WHAT TO WORK ON = All that is needed is the listing, transcribed exactly and in full.
════════
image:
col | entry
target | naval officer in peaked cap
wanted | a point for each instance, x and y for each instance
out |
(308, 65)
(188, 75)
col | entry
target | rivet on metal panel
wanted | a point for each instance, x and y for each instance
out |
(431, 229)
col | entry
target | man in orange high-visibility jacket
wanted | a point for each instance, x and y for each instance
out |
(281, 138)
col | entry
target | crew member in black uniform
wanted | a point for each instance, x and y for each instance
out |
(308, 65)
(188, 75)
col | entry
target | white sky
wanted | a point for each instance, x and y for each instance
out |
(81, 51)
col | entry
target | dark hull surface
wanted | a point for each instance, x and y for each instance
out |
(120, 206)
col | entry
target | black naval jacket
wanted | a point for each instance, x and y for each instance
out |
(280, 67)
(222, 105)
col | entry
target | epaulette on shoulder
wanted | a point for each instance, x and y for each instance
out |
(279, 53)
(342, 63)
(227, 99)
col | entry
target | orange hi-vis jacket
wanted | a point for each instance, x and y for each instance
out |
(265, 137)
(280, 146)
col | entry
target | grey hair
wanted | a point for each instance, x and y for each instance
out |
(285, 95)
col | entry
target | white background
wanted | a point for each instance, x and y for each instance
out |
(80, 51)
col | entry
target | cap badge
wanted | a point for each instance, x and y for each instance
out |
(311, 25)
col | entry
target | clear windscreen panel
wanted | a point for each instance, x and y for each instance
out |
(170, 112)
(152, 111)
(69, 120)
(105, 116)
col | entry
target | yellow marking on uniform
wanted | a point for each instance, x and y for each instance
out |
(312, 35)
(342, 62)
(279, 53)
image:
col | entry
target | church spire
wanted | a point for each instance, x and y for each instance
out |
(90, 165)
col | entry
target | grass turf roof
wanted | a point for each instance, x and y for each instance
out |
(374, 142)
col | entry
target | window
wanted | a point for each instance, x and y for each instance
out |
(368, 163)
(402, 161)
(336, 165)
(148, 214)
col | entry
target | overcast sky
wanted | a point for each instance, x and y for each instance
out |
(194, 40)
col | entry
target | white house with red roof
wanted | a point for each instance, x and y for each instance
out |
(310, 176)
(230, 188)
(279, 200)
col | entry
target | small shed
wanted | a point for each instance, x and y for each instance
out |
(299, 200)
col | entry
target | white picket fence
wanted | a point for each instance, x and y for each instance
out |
════════
WRITTEN SOLUTION =
image:
col | entry
target | naval officer in peaked cap
wanted | a point for each instance, x and y for each instance
out |
(308, 65)
(188, 75)
col | entry
target | rivet on metal panel
wanted | a point for each instance, x and y for each instance
out |
(431, 229)
col | entry
target | man in orange high-visibility jacket
wanted | a point for each instance, x and y for each instance
out |
(281, 138)
col | entry
target | crew member in black uniform
wanted | a point for each instance, x and y for each instance
out |
(308, 65)
(188, 75)
col | entry
target | white sky
wanted | a point for each instance, x and y for each instance
out |
(81, 51)
col | entry
target | dark hull surface
wanted | a point for each instance, x and y for each instance
out |
(120, 206)
col | entry
target | black naval jacket
wanted | a point for each instance, x and y for each instance
out |
(280, 67)
(222, 105)
col | entry
target | epaulette on shoulder
wanted | a point for each instance, x and y for each instance
out |
(279, 53)
(342, 63)
(227, 99)
col | entry
target | orange hi-vis jacket
wanted | a point for each instance, x and y for each instance
out |
(265, 137)
(280, 146)
col | entry
target | grey hair
wanted | a point for each instance, x and y for each instance
out |
(285, 95)
col | entry
target | white background
wanted | a point for each instance, x and y for each instance
out |
(80, 51)
col | entry
target | cap badge
wanted | a point for each instance, x and y for each instance
out |
(311, 25)
col | entry
target | clear windscreen panel
wanted | a point for each instance, x and y for each instance
out |
(170, 112)
(152, 111)
(69, 120)
(105, 116)
col | entry
target | yellow marking on uniform
wanted | a point for each instance, x and y for each instance
out |
(312, 35)
(342, 62)
(279, 53)
image:
col | entry
target | church spire
wanted | a point for each instance, x and y for each instance
out |
(90, 165)
col | entry
target | grass turf roof
wanted | a point for each instance, x and y for each instance
out |
(374, 142)
col | entry
target | window
wanted | a point for each instance, x and y for each instance
out |
(368, 163)
(402, 161)
(336, 165)
(148, 214)
col | entry
target | overcast sky
wanted | a point for each instance, x and y for each instance
out |
(194, 40)
col | entry
target | white house with red roof
wanted | a point for each instance, x and y for each instance
out |
(310, 176)
(230, 188)
(279, 200)
col | entry
target | small shed
wanted | a point for each instance, x and y for each instance
out |
(299, 200)
col | entry
target | white picket fence
wanted | a point for each instance, x and y for each instance
out |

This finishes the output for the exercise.